There are more reasons but these are more than enough to be going on with to scrap this dangerous Moorside plan.

The land near Sellafield should be used to monitor the ongoing and we hope reducing contamination of land and sea following decades of exposure to Sellafield’s nuclear and chemical wastes. That land should not be used to produce ever more nuclear and chemical waste.

MARIANNE BIRKBY

Radiation Free Lakeland, Milnthorpe

Relief road’s part to play

I REFER to the recent letter responding to my own of June 10 where I highlighted Highways England’s removal of the Whitehaven relief road from their Road Investment Strategy for the next 10 years and that it isn’t even in the pipeline for future investment after 2030.

My reason for highlighting this information, which was also known by Conservative councillors on the Copeland Local Committee, was to inform your readers.

The lack of a Copeland Borough Council Local Plan also affects other potential Improvements that the county would want to see happen in Copeland.

The data:
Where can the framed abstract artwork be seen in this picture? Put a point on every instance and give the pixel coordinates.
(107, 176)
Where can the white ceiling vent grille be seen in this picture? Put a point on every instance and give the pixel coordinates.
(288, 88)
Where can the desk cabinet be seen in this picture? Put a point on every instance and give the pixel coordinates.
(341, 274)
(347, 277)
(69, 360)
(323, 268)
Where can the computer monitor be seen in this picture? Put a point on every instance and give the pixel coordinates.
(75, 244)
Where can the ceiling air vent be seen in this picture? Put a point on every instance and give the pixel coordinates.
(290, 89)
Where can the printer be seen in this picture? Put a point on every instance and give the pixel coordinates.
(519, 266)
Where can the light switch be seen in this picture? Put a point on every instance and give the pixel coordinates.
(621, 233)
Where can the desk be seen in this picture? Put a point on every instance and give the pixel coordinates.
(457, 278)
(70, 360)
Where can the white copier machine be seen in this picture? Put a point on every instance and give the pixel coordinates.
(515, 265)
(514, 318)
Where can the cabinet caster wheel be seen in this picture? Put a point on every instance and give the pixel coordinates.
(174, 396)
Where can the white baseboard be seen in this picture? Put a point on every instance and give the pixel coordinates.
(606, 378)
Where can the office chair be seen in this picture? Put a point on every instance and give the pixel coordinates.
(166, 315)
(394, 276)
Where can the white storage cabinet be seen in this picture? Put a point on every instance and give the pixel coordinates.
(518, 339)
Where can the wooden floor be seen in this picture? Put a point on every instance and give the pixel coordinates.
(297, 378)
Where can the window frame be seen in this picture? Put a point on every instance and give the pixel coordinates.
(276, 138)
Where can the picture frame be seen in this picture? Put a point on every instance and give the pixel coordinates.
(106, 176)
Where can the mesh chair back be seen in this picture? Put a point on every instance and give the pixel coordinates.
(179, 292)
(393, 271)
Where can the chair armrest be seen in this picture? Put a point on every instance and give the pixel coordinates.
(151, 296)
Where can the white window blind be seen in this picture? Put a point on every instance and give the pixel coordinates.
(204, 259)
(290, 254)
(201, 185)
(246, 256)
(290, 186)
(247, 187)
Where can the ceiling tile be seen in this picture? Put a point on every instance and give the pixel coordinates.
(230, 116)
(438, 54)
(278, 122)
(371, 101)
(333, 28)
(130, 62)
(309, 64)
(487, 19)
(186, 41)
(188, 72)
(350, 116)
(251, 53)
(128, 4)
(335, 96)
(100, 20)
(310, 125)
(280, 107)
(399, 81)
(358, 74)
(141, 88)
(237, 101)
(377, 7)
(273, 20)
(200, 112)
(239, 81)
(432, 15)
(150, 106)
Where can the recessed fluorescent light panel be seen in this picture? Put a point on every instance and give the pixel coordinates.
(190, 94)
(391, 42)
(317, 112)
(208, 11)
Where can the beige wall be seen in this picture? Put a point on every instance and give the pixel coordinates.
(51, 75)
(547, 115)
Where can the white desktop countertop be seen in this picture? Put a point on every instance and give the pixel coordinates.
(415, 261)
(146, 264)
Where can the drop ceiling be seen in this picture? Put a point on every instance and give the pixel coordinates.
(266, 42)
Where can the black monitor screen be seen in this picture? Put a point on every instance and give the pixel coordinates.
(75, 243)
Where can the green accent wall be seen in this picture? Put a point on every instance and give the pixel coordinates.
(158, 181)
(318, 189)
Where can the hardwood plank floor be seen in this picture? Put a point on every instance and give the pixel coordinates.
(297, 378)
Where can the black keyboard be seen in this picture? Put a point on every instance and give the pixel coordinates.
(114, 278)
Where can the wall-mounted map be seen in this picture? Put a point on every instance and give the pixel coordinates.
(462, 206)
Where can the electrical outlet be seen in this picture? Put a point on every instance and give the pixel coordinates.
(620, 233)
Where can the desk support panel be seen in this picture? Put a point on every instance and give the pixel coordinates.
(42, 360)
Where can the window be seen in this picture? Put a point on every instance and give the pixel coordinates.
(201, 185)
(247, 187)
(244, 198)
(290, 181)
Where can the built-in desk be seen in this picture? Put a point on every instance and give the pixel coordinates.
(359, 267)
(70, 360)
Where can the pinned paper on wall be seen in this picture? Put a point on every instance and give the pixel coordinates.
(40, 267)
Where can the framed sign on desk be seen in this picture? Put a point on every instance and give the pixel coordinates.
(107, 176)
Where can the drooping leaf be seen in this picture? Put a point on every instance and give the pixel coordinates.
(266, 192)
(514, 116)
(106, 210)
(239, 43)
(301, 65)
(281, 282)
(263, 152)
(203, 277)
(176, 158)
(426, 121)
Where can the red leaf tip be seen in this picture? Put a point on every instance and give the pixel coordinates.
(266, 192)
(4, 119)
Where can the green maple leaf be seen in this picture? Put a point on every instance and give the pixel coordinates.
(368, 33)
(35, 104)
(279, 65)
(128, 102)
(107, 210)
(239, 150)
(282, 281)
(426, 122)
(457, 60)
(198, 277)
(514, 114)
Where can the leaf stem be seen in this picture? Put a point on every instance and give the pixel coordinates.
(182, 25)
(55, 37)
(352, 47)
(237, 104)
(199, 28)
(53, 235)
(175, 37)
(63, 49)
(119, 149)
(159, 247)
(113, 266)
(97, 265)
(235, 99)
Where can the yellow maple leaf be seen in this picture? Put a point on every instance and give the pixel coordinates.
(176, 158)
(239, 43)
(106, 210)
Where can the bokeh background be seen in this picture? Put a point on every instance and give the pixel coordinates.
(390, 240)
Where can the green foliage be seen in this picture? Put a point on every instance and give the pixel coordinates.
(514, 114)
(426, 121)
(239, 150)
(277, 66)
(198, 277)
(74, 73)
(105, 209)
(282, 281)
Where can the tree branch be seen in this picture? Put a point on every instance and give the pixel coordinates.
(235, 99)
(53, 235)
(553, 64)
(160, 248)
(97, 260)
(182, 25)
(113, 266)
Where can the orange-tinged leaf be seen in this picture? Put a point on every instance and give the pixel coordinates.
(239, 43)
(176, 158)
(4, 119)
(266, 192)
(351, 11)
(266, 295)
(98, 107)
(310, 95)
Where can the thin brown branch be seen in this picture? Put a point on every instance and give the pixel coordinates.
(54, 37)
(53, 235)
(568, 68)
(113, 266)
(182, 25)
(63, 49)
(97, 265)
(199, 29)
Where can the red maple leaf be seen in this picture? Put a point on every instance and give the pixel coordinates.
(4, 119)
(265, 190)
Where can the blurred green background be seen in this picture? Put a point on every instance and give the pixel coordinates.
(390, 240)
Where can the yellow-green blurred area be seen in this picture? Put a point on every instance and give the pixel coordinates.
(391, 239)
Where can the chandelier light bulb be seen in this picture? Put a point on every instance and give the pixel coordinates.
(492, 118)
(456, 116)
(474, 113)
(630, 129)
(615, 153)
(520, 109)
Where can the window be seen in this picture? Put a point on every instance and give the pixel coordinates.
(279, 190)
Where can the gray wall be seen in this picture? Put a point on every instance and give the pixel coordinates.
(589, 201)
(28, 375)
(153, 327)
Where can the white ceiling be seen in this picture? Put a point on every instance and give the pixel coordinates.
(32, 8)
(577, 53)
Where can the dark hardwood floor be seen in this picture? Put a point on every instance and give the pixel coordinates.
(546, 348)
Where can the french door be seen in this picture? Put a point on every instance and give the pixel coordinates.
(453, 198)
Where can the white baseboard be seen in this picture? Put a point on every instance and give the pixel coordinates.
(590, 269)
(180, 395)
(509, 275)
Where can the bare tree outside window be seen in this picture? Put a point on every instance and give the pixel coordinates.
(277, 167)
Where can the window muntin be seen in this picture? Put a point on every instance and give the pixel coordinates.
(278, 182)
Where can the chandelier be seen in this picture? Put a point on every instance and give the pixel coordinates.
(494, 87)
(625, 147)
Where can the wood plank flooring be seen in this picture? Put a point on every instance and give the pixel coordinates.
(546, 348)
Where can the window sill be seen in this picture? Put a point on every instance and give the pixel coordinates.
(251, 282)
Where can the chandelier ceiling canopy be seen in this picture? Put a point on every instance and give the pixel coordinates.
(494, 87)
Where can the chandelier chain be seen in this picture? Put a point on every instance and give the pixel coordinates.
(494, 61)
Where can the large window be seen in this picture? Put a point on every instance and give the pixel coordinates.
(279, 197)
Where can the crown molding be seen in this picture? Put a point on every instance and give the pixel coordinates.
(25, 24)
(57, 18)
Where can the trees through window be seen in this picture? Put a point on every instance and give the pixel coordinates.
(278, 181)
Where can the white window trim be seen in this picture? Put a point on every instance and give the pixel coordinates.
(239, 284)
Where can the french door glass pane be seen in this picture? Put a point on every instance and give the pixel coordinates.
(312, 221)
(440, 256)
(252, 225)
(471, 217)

Activities:
A. Translate this sentence from the letters text into Spanish: "My reason for highlighting this information, which was also known by Conservative councillors on the Copeland Local Committee, was to inform your readers."
B. Write out the part of the letters text starting with "Relief road’s part" and going on through "investment after 2030.".

Task responses:
A. Mi razón para destacar esta información, que también conocían los concejales conservadores del Comité Local de Copeland, era informar a sus lectores.

B.
Relief road’s part to play

I REFER to the recent letter responding to my own of June 10 where I highlighted Highways England’s removal of the Whitehaven relief road from their Road Investment Strategy for the next 10 years and that it isn’t even in the pipeline for future investment after 2030.